* Source document
*** Block opens ***
Function as a teleology

When transformed from a scale of energy use measurement into a predictive, or normative, description of desirable future technology the Kardashev scale becomes teleological: it predicts an "end of history". As a description of past and future human history it should be compared with the Marxist theory of modes of production which makes similar assertions about combinations of technological and social structures, albeit across a shorter time span.^{[citation needed]}

Weakness by supposition?

It has been argued that, because we cannot understand advanced civilizations, we cannot predict their behavior; thus, Kardashev's visualization may not reflect what will actually occur for an advanced civilization. This central argument is found within the book Evolving the Alien: The Science of Extraterrestrial Life.^[2]

Civilization implications

There are many historical examples of civilizations undergoing large-scale transitions, such as the Industrial Revolution and the Renaissance. The transition between Kardashev scale levels could potentially represent similarly dramatic periods of social upheaval, since they entail surpassing the hard limits of the resources available in a civilization's existing territory. A common speculation^{[citation needed]} suggests that the transition from Type 0 to Type I might carry a strong risk of self-destruction since there would no longer be room for further expansion on the civilization's home planet. See Malthusian catastrophe for an example of such a speculation.
*** Block closes ***
* The data
*** Block opens ***
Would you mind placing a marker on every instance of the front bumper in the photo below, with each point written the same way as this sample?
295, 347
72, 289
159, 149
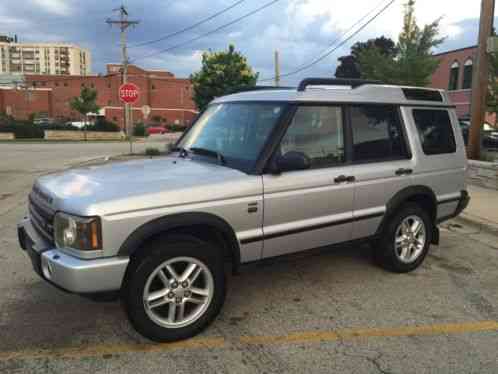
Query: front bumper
68, 272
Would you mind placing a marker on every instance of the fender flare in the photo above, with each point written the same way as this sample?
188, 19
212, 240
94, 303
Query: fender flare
402, 196
170, 222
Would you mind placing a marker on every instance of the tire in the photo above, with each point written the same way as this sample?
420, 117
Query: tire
151, 273
393, 257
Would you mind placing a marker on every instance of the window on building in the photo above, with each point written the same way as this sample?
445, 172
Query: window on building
454, 74
318, 133
377, 134
467, 74
435, 131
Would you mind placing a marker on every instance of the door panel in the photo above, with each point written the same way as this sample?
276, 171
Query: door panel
304, 210
382, 164
307, 209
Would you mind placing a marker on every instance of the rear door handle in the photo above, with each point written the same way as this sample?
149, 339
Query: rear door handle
404, 171
344, 179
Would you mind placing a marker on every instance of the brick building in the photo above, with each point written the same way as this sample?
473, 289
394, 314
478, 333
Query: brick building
455, 75
163, 94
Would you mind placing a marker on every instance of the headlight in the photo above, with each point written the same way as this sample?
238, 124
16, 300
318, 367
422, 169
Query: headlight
79, 233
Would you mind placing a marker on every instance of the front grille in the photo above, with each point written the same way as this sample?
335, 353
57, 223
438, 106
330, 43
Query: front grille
42, 219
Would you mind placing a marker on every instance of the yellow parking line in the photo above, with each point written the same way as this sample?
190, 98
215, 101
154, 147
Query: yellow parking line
302, 337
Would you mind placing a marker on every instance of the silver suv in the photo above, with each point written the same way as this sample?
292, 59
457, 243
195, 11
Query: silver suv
260, 174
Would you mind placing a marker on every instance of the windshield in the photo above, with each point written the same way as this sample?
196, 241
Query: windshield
235, 131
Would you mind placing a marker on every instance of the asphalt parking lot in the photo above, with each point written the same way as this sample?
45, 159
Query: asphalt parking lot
334, 312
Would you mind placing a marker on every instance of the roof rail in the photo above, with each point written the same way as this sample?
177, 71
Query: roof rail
259, 88
354, 83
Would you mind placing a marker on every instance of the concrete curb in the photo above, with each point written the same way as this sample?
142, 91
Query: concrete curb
483, 224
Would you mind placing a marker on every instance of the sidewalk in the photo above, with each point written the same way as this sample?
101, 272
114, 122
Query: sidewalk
482, 209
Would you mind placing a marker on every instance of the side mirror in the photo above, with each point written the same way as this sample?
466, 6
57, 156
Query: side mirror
291, 161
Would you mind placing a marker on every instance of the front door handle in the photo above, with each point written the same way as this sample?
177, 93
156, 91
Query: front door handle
344, 179
404, 171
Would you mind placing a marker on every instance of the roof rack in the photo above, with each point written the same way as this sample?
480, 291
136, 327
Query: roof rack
354, 83
259, 88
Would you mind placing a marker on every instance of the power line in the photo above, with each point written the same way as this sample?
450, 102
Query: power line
336, 47
209, 32
188, 28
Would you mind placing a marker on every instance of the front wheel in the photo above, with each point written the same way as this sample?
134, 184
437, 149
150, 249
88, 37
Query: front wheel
177, 290
405, 240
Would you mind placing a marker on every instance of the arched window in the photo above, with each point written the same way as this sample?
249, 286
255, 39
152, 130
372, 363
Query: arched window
467, 74
454, 73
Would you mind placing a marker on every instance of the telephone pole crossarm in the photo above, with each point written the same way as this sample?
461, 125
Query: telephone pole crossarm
123, 23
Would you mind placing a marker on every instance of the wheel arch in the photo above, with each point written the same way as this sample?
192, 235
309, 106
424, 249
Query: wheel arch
205, 226
421, 195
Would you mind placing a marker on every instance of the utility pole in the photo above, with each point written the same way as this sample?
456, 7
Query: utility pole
277, 70
480, 79
123, 23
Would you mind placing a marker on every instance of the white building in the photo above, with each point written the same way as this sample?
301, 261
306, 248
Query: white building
43, 58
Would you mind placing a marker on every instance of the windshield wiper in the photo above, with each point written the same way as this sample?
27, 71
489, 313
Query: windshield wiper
182, 152
209, 152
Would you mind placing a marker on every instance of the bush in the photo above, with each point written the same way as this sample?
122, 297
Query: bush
104, 125
139, 130
150, 151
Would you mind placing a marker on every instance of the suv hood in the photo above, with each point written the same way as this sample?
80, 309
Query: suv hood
141, 184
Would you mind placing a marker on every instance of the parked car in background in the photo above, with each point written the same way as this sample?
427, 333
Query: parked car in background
490, 139
464, 127
152, 130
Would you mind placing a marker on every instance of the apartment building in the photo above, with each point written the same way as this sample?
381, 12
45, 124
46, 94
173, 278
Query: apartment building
43, 58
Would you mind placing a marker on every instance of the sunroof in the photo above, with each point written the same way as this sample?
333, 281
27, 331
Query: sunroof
420, 94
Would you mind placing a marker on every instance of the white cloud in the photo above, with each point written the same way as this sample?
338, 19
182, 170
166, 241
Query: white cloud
58, 7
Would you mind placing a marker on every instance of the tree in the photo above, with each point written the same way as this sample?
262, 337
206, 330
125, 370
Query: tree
221, 73
85, 103
349, 65
412, 62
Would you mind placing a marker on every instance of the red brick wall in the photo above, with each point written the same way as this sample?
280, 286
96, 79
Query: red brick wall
21, 103
167, 96
441, 77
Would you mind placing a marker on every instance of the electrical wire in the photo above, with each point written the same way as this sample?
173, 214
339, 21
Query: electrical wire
188, 28
179, 45
334, 45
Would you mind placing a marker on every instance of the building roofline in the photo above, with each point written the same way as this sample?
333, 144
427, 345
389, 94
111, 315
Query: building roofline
455, 50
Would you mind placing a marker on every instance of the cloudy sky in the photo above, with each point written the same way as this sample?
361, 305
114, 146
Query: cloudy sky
301, 30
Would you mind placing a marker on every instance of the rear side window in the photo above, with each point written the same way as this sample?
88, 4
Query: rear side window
435, 131
377, 134
316, 131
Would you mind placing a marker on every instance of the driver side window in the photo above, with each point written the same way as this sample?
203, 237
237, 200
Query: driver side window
316, 131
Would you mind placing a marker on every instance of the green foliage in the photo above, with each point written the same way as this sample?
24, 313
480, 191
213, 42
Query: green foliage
349, 66
411, 62
102, 124
221, 73
139, 130
492, 96
150, 151
86, 102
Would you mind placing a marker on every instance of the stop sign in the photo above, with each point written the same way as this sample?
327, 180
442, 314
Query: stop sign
128, 93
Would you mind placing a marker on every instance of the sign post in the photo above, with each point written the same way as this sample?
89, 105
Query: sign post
129, 94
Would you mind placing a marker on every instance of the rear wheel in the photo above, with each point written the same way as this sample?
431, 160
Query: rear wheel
405, 240
177, 290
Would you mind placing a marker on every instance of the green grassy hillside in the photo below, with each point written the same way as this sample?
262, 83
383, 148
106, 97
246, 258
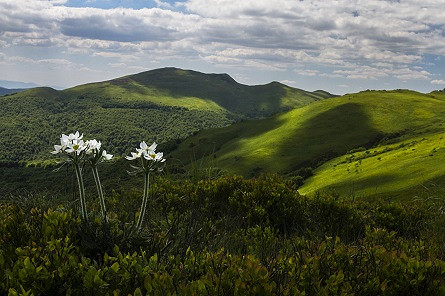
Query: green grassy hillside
398, 132
162, 105
7, 91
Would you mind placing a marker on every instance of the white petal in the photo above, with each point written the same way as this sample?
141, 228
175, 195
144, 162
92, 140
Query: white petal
153, 146
143, 145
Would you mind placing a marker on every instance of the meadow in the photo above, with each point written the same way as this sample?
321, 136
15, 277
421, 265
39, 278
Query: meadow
*** Block closes ***
* The task
In the Kardashev scale text, what reason is given for thinking that transitions between Kardashev scale levels could be periods of dramatic social upheaval? Answer in one to three sentences.

* Answer for this exercise
Such transitions could be periods of dramatic social upheaval because they entail surpassing the hard limits of the resources available in a civilization's existing territory.